Document text:

== Segment start ==

Edinburgh man in row over paying to cut back overhanging trees from neighbouring caravan site
An Edinburgh man is embroiled in a dispute with a neighbouring caravan site over who should pay to maintain overhanging trees which he claims are blocking sunlight to his garden and pose a safety risk.
Hugh Stewart, of Howdenhall Court, says he was forced to spend £600 to pay someone to cut back the trees about two years ago because bosses at Mortonhall Caravan & Camping Park refused to do so – but he says he can not afford to keep doing that.
Mr Stewart, 75, who has lived in the house for about 20 years, said: “The trees are hanging about 15ft into my garden. They are hanging over my side and a neighbour’s side.
“I have been going on about it to them (the caravan park) for about six years. The trees go up about 50-60ft, maybe higher. They are about 12 to 15 metres away from my house and they are massive with thick trunks. If one falls it will take the whole building out.

== Segment end ==

From the news article on the overhanging-trees dispute, extract the passage that opens with the words "Edinburgh man in" and ends after the words "a neighbour’s side.".

Provided data:
== Segment start ==

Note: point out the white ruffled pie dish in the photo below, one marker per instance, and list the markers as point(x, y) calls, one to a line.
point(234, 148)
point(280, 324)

== Segment end ==

Answer area:
Edinburgh man in row over paying to cut back overhanging trees from neighbouring caravan site
An Edinburgh man is embroiled in a dispute with a neighbouring caravan site over who should pay to maintain overhanging trees which he claims are blocking sunlight to his garden and pose a safety risk.
Hugh Stewart, of Howdenhall Court, says he was forced to spend £600 to pay someone to cut back the trees about two years ago because bosses at Mortonhall Caravan & Camping Park refused to do so – but he says he can not afford to keep doing that.
Mr Stewart, 75, who has lived in the house for about 20 years, said: “The trees are hanging about 15ft into my garden. They are hanging over my side and a neighbour’s side.